= Job =
Convert the lines of the records into a numbered list, starting at the line containing "For the building" and running through the end of the records, both ends included. Leave out any blank lines.

[Coordinate annotation records]
* Start *

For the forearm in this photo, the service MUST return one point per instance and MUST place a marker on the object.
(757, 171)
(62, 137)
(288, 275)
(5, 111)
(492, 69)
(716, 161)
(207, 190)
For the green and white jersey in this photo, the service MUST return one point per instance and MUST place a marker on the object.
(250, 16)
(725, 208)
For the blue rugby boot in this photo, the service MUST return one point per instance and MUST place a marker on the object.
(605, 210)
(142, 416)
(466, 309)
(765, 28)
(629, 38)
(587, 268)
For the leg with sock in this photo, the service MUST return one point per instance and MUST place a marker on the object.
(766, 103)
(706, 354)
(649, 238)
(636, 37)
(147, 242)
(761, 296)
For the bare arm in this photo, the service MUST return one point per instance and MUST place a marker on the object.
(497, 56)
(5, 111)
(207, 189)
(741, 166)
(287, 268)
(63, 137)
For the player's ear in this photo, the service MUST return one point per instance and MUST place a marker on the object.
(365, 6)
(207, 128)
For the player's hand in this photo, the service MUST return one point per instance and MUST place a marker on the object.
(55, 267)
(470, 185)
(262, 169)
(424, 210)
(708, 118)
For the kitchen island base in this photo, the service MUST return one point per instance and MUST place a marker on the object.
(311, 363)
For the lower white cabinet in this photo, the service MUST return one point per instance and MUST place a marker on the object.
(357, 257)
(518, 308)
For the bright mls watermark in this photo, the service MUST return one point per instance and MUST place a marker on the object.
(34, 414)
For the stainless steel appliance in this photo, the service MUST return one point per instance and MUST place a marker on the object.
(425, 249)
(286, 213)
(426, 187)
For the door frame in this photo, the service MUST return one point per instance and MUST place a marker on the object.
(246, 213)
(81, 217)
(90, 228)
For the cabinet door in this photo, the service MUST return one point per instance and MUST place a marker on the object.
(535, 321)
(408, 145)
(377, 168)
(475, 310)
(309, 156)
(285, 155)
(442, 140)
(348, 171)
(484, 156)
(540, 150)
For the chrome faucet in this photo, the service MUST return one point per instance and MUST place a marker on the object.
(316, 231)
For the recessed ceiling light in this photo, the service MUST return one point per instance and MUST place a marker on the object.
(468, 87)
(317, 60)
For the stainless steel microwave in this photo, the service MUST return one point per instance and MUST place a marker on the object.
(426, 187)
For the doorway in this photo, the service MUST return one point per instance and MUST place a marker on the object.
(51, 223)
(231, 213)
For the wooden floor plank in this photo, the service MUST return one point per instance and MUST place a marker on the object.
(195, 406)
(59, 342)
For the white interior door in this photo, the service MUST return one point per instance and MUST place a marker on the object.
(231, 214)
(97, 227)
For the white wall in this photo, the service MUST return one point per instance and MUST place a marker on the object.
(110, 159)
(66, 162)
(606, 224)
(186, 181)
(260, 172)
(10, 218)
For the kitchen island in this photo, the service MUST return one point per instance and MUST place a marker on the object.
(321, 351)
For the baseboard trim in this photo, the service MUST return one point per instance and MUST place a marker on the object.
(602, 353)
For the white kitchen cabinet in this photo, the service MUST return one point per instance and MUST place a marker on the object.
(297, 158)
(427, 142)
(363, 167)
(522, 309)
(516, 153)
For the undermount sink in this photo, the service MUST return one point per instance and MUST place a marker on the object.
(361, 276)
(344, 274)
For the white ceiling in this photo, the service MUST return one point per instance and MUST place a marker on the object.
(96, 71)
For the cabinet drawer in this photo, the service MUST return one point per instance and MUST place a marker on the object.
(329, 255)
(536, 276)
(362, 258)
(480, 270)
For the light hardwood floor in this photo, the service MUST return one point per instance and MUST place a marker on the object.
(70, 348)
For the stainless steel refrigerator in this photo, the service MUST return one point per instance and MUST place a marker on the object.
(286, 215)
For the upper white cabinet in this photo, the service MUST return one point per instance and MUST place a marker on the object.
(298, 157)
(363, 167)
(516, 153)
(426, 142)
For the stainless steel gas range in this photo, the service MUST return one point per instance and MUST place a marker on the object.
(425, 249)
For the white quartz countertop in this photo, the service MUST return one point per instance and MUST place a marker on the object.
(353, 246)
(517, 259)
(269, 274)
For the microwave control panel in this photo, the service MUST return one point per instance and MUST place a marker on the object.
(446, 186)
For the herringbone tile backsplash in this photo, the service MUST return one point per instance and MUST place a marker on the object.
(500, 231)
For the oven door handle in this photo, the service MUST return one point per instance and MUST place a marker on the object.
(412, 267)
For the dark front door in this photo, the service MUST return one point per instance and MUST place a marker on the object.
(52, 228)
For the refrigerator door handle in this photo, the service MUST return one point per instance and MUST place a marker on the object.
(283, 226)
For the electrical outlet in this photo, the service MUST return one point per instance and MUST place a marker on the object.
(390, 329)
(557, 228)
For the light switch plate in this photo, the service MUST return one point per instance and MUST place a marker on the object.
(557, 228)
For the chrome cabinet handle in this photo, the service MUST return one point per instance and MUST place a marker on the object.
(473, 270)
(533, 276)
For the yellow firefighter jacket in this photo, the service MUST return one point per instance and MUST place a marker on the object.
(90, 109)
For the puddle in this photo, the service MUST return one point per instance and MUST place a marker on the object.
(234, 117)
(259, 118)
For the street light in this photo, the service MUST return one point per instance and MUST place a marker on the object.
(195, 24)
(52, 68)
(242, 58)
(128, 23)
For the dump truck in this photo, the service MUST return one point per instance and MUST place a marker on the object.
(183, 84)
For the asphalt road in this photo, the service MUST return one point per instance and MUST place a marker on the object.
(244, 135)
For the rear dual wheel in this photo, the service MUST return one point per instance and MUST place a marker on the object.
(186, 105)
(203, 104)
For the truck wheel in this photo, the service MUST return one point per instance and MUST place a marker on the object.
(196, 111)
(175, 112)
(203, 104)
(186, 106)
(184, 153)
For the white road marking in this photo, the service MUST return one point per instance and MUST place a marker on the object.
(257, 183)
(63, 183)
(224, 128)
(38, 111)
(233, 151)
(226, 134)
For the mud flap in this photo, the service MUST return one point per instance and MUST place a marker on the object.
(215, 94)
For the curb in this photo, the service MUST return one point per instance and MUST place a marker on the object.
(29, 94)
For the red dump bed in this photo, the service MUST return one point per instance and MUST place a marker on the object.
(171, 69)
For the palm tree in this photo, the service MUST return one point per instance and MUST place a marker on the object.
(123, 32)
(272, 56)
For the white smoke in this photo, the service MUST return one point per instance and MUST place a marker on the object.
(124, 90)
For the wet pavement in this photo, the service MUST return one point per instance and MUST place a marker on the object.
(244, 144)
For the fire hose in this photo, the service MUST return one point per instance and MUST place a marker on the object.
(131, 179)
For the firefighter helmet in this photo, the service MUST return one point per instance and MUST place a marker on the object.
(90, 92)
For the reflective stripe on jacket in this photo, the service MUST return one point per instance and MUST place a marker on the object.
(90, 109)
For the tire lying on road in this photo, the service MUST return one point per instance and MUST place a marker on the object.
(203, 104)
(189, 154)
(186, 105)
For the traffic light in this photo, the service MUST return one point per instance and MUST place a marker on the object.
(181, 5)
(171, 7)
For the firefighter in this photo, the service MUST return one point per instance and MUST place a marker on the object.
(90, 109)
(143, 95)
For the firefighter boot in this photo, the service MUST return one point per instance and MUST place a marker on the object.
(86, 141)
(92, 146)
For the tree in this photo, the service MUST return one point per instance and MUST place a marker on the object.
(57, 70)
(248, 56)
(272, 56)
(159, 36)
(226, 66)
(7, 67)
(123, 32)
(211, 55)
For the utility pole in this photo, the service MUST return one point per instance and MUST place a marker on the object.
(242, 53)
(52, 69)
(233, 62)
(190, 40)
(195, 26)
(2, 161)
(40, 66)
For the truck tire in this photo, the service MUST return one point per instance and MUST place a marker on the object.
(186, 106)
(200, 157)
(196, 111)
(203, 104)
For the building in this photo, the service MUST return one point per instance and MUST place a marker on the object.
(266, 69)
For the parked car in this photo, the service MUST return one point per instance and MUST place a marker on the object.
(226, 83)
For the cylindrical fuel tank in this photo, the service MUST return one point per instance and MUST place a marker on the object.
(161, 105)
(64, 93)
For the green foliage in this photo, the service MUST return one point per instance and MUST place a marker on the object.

* End *

= Right answer =
1. For the building in this photo, the service MUST return one point per instance and MUST place a marker on the object.
2. (266, 69)
3. For the parked car in this photo, the service MUST return one point per instance and MUST place a marker on the object.
4. (226, 83)
5. For the cylindrical fuel tank in this photo, the service MUST return one point per instance and MUST place a marker on the object.
6. (161, 105)
7. (64, 93)
8. For the green foliage in this photo, the service MUST return one point per instance and MUST place a marker on the object.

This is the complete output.